Exercise data Start Marker

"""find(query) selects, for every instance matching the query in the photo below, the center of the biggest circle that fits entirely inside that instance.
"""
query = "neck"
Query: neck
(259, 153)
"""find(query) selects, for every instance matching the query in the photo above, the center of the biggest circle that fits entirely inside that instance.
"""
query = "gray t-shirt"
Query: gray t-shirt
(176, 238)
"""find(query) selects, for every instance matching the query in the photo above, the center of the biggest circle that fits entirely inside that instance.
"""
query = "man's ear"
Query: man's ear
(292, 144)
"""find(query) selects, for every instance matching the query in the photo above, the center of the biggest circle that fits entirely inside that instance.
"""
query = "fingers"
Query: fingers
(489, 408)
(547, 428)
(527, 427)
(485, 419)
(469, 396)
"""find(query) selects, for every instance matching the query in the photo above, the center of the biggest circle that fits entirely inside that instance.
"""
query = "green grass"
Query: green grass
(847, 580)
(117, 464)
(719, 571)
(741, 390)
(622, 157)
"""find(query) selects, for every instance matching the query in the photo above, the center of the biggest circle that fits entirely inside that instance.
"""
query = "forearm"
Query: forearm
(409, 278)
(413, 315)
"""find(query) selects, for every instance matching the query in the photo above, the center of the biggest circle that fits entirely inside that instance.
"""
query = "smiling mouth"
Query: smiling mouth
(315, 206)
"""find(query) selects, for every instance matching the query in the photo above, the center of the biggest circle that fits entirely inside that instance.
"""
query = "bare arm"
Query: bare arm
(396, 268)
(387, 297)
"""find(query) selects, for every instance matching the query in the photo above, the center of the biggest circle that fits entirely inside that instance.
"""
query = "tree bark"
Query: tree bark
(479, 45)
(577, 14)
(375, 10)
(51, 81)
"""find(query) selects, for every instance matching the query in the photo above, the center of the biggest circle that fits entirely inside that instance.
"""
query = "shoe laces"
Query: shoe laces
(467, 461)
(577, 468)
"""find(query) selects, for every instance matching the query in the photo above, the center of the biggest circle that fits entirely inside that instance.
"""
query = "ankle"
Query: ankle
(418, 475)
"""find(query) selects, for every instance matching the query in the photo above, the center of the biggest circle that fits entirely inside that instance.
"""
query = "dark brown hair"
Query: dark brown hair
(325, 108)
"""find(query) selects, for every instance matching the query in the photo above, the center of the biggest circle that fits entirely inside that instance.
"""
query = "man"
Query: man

Exercise data End Marker

* Your task *
Restate each of the records exactly, leaving nothing out.

* Solution *
"""find(query) selects, for every instance matching the query in the photo below, the center of the biggest circle that fits entirely inside that instance.
"""
query = "neck"
Query: neck
(259, 153)
"""find(query) selects, for every instance matching the query in the photo above, the center of the biggest circle that fits entirely inside that instance.
"""
query = "gray t-shirt"
Query: gray t-shirt
(176, 238)
"""find(query) selects, for every instance matching the query in the photo above, the center of the biggest circle that fits entirely inside that instance.
"""
query = "man's ear"
Query: man's ear
(292, 144)
"""find(query) selects, for every instance matching the query in the photo above, the center of the biggest circle that fits entirely inside that instance.
"""
query = "fingers"
Query: fingers
(489, 408)
(547, 428)
(527, 427)
(485, 419)
(469, 396)
"""find(query) selects, for every instance matching the query in the photo above, the center of the biggest circle that fits entirely inside that instance.
"""
query = "green grass"
Query: green grass
(847, 580)
(117, 464)
(719, 571)
(741, 390)
(622, 157)
"""find(query) selects, for every instance matching the query in the photo above, the center of the biggest circle that fits entirely inside that instance.
"""
query = "forearm"
Query: forearm
(409, 278)
(413, 315)
"""find(query) selects, for every instance matching the query in the photo above, the center of the biggest circle that fits entirely inside that instance.
"""
query = "smiling mouth"
Query: smiling mouth
(315, 206)
"""find(query) selects, for every instance matching the query in the photo above, the center of the biggest circle that fits entirely inside that instance.
"""
query = "bare arm"
Query: bare arm
(396, 268)
(387, 297)
"""find(query) selects, for every instance matching the query in the photo above, the center of the biggest circle that fits entirely inside that instance.
"""
query = "tree bark"
Query: tree bark
(479, 45)
(577, 14)
(375, 10)
(51, 81)
"""find(query) selects, for every instance matching the query in the photo above, the center of the biggest circle that fits entirely inside that instance.
"""
query = "shoe laces"
Query: shoe laces
(467, 461)
(577, 468)
"""find(query) selects, for every instance matching the query in the photo above, the center of the biggest circle that fits entirely inside that instance.
"""
query = "ankle"
Query: ankle
(418, 475)
"""find(query) selects, for every instance matching the query in the photo above, the center of the biggest circle that fits entirely inside that instance.
"""
query = "dark brown hair"
Query: dark brown hair
(325, 108)
"""find(query) selects, for every instance matching the query in the photo above, the center of the biggest circle that fits entirely inside that instance.
"""
query = "man"
Query: man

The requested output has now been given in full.